§ Exercise instructions
Print out the material that follows word for word.

[Data listing]

* begin *

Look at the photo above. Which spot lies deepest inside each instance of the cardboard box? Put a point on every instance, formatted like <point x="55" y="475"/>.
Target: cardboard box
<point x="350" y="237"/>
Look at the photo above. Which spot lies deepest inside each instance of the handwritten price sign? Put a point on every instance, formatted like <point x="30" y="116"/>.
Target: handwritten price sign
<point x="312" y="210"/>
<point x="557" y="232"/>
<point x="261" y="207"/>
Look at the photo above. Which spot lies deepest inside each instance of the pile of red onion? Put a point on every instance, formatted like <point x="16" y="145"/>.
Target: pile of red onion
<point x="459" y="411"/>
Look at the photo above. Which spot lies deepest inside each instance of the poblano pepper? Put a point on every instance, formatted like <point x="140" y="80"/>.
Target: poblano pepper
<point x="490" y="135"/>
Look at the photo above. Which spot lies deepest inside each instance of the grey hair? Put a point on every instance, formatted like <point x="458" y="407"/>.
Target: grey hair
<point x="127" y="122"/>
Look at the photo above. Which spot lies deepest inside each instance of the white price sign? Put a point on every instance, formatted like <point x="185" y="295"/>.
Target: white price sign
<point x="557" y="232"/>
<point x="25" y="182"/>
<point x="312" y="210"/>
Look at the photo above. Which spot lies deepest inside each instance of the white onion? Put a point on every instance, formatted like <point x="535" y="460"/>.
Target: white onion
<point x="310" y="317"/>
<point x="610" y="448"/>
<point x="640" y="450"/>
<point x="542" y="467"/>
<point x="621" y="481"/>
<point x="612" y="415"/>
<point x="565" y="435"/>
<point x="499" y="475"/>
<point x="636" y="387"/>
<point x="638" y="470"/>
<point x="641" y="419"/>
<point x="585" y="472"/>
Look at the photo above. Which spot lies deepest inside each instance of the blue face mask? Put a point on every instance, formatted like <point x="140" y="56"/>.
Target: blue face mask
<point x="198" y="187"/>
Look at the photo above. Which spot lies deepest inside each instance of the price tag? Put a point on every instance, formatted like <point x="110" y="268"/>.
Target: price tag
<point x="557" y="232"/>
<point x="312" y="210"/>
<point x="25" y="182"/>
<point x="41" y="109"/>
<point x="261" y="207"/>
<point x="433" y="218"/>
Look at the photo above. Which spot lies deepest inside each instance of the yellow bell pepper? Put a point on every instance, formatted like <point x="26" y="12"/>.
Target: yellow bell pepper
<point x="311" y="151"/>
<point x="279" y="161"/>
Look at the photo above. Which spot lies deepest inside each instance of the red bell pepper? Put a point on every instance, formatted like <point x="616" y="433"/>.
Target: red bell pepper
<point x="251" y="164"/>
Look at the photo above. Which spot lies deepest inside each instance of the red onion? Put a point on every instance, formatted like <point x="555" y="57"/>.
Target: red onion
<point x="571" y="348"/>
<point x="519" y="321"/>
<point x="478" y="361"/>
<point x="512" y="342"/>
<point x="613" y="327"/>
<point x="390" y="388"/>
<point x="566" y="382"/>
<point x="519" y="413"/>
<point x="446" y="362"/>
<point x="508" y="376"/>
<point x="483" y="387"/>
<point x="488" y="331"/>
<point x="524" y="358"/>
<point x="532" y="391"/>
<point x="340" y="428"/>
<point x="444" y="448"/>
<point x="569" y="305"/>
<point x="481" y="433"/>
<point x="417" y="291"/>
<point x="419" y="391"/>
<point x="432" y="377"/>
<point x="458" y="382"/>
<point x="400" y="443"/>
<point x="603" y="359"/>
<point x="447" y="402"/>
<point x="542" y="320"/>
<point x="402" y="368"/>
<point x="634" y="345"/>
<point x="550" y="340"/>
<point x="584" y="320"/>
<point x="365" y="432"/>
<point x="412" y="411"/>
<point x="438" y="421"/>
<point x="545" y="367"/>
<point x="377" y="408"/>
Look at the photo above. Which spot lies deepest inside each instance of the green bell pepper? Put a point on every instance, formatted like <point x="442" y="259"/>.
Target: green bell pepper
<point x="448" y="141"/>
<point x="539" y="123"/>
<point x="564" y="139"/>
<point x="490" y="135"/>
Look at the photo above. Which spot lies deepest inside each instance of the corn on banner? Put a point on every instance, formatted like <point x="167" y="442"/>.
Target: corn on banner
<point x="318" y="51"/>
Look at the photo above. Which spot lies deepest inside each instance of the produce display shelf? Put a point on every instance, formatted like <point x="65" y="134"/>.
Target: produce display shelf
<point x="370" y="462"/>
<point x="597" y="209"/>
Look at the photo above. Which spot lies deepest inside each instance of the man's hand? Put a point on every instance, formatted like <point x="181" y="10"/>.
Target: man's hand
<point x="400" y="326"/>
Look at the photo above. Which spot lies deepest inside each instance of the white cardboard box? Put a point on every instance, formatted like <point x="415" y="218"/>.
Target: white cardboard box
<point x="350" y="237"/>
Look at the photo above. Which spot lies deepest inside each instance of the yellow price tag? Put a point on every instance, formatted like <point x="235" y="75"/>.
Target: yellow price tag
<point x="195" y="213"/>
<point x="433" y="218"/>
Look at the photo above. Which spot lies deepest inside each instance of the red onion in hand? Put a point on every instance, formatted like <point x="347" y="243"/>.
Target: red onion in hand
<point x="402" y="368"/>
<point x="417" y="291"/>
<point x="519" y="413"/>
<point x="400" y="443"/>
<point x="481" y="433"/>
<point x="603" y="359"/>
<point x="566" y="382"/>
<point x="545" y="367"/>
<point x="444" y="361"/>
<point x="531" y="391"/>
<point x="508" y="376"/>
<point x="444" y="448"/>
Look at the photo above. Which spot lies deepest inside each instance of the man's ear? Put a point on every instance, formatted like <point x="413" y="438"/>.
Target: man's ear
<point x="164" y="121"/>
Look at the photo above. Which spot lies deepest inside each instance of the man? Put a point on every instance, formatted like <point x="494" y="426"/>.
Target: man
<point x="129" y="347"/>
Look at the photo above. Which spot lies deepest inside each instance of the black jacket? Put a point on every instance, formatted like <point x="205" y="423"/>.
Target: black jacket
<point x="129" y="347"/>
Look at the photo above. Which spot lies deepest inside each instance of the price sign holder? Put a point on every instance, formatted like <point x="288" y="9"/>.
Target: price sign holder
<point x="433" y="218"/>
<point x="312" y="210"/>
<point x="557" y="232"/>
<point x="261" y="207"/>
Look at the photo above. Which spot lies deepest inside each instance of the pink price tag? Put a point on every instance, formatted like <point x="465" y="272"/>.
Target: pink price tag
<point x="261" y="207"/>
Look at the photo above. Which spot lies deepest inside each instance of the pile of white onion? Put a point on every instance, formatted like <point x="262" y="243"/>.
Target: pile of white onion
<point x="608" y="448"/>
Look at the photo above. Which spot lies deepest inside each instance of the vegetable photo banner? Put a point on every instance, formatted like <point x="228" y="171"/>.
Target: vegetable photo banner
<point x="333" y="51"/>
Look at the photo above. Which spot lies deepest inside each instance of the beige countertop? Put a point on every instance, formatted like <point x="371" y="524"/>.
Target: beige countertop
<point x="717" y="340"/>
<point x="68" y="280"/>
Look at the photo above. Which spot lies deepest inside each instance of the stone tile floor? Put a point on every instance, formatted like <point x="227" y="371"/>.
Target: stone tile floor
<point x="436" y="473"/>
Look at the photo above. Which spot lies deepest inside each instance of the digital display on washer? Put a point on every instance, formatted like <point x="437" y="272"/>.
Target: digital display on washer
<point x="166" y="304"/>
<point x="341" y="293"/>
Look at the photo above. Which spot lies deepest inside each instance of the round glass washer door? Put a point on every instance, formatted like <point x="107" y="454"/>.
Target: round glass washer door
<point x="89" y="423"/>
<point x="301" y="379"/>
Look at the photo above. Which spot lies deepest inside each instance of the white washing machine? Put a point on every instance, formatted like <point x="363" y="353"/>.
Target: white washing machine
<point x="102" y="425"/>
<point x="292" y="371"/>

* end *

§ Reply
Look at the photo above. Which spot lies deepest inside each instance of the cardboard box? Put a point on every instance, formatted like <point x="55" y="475"/>.
Target: cardboard box
<point x="350" y="237"/>
Look at the photo above. Which spot lies deepest inside each instance of the handwritten price sign? Put a point on every instance, formatted like <point x="30" y="116"/>.
Target: handwritten price sign
<point x="312" y="210"/>
<point x="557" y="232"/>
<point x="261" y="207"/>
Look at the photo above. Which spot lies deepest inside each instance of the pile of red onion? Put a point on every instance, formatted like <point x="16" y="145"/>.
Target: pile of red onion
<point x="459" y="411"/>
Look at the photo above. Which spot lies deepest inside each instance of the poblano pepper? Put a point on every instance, formatted like <point x="140" y="80"/>.
Target: poblano pepper
<point x="490" y="135"/>
Look at the photo above. Which spot lies deepest inside each instance of the grey hair? Put a point on every instance, formatted like <point x="458" y="407"/>.
Target: grey hair
<point x="127" y="122"/>
Look at the photo above. Which spot lies deepest inside each instance of the white price sign? Put a point on every instance, formatted like <point x="185" y="295"/>.
Target: white price sign
<point x="557" y="232"/>
<point x="25" y="182"/>
<point x="312" y="210"/>
Look at the photo above. Which spot lies deepest inside each instance of the white onion? Put a point on every instance, formatted like <point x="535" y="460"/>.
Target: white onion
<point x="310" y="317"/>
<point x="610" y="448"/>
<point x="640" y="450"/>
<point x="542" y="467"/>
<point x="621" y="481"/>
<point x="612" y="415"/>
<point x="565" y="435"/>
<point x="499" y="475"/>
<point x="636" y="387"/>
<point x="638" y="470"/>
<point x="641" y="419"/>
<point x="585" y="472"/>
Look at the photo above. Which spot lies deepest inside each instance of the blue face mask? Put a point on every instance, formatted like <point x="140" y="56"/>.
Target: blue face mask
<point x="198" y="187"/>
Look at the photo above. Which spot lies deepest inside each instance of the price tag? Put a point on every instance, formatted like <point x="110" y="268"/>.
Target: price tag
<point x="557" y="232"/>
<point x="312" y="210"/>
<point x="25" y="182"/>
<point x="41" y="109"/>
<point x="261" y="207"/>
<point x="433" y="218"/>
Look at the photo above. Which spot lies deepest inside each instance of the yellow bell pepper? Put a point on every instance, formatted like <point x="26" y="12"/>.
Target: yellow bell pepper
<point x="311" y="151"/>
<point x="279" y="161"/>
Look at the photo above. Which spot lies deepest inside each instance of the red bell pepper? Put a point on every instance, formatted like <point x="616" y="433"/>.
Target: red bell pepper
<point x="251" y="164"/>
Look at the photo above. Which spot lies deepest inside each instance of the red onion? Put a point on every instance, formatted like <point x="555" y="57"/>.
Target: red onion
<point x="571" y="348"/>
<point x="519" y="321"/>
<point x="478" y="361"/>
<point x="512" y="342"/>
<point x="613" y="327"/>
<point x="390" y="388"/>
<point x="566" y="382"/>
<point x="519" y="413"/>
<point x="446" y="362"/>
<point x="508" y="376"/>
<point x="483" y="387"/>
<point x="488" y="331"/>
<point x="524" y="358"/>
<point x="532" y="391"/>
<point x="340" y="428"/>
<point x="444" y="448"/>
<point x="569" y="305"/>
<point x="481" y="433"/>
<point x="417" y="291"/>
<point x="419" y="391"/>
<point x="432" y="377"/>
<point x="458" y="382"/>
<point x="400" y="443"/>
<point x="603" y="359"/>
<point x="447" y="402"/>
<point x="542" y="320"/>
<point x="402" y="368"/>
<point x="634" y="345"/>
<point x="550" y="340"/>
<point x="584" y="320"/>
<point x="365" y="432"/>
<point x="412" y="411"/>
<point x="438" y="421"/>
<point x="545" y="367"/>
<point x="377" y="408"/>
Look at the photo above. Which spot lies deepest inside each instance of the green bell pepper? Put a point on every instance, formatted like <point x="442" y="259"/>.
Target: green bell pepper
<point x="448" y="141"/>
<point x="539" y="123"/>
<point x="564" y="139"/>
<point x="490" y="135"/>
Look at the photo above. Which spot lies deepest inside each instance of the corn on banner? Put a point on every instance, formatted like <point x="167" y="442"/>.
Target: corn on banner
<point x="318" y="51"/>
Look at the photo above. Which spot lies deepest inside each instance of the produce display shelf? Put a point on every instance, formatted like <point x="65" y="134"/>.
Target: produce display shelf
<point x="370" y="462"/>
<point x="597" y="209"/>
Look at the photo above. Which spot lies deepest inside each instance of the man's hand? Put a point on every instance, formatted like <point x="181" y="10"/>.
Target: man's hand
<point x="400" y="326"/>
Look at the photo above. Which spot lies deepest inside each instance of the white cardboard box? Put a point on every instance, formatted like <point x="415" y="218"/>.
Target: white cardboard box
<point x="350" y="237"/>
Look at the photo above. Which spot lies deepest inside each instance of the yellow price tag? Put a point on every instance, formatted like <point x="235" y="75"/>.
Target: yellow price tag
<point x="195" y="213"/>
<point x="433" y="218"/>
Look at the photo above. Which spot lies deepest inside each instance of the red onion in hand? Put a point on every instance, formatted like <point x="347" y="243"/>.
Target: red onion in hand
<point x="402" y="368"/>
<point x="417" y="291"/>
<point x="519" y="413"/>
<point x="400" y="443"/>
<point x="481" y="433"/>
<point x="603" y="359"/>
<point x="566" y="382"/>
<point x="545" y="367"/>
<point x="444" y="361"/>
<point x="531" y="391"/>
<point x="508" y="376"/>
<point x="444" y="448"/>
Look at the photo above. Which spot lies deepest inside each instance of the man's ear? Put a point on every instance, formatted like <point x="413" y="438"/>.
Target: man's ear
<point x="164" y="121"/>
Look at the photo above. Which spot lies deepest inside each instance of the man? Put a point on every instance, formatted like <point x="494" y="426"/>.
Target: man
<point x="129" y="347"/>
Look at the photo above. Which spot lies deepest inside each instance of the black jacket? Put a point on every instance, formatted like <point x="205" y="423"/>.
Target: black jacket
<point x="129" y="347"/>
Look at the photo above. Which spot lies deepest inside each instance of the price sign holder? Put a point on every instance, formatted like <point x="288" y="9"/>.
Target: price sign holder
<point x="433" y="218"/>
<point x="312" y="210"/>
<point x="557" y="232"/>
<point x="261" y="207"/>
Look at the photo above. Which spot lies deepest inside each instance of the pink price tag? Put a point on every instance, formatted like <point x="465" y="272"/>.
Target: pink price tag
<point x="261" y="207"/>
Look at the photo above. Which spot lies deepest inside each instance of the pile of white onion? Put a point on every instance, formatted like <point x="262" y="243"/>.
Target: pile of white onion
<point x="608" y="448"/>
Look at the photo above. Which spot lies deepest inside each instance of the vegetable photo banner? Put a point on every instance, formatted like <point x="228" y="171"/>.
Target: vegetable photo banner
<point x="333" y="51"/>
Look at the photo above. Which spot lies deepest inside each instance of the beige countertop? Put a point on every instance, formatted like <point x="371" y="524"/>.
Target: beige countertop
<point x="717" y="340"/>
<point x="68" y="280"/>
Look at the photo above. Which spot lies deepest inside each instance of the stone tile floor? Put a point on every instance, formatted like <point x="227" y="371"/>.
Target: stone tile floor
<point x="436" y="473"/>
Look at the photo above. Which spot lies deepest inside each instance of the digital display on washer? Put a point on every instance, formatted like <point x="437" y="272"/>.
Target: digital display on washer
<point x="166" y="304"/>
<point x="341" y="293"/>
Look at the photo above. Which spot lies deepest inside each instance of the round glass washer door? Put a point on every instance, formatted like <point x="107" y="454"/>.
Target: round glass washer door
<point x="89" y="423"/>
<point x="301" y="379"/>
Look at the photo above. Which spot lies deepest inside each instance of the white washing machine? Put a point on every instance, formatted like <point x="363" y="353"/>.
Target: white washing machine
<point x="102" y="425"/>
<point x="292" y="371"/>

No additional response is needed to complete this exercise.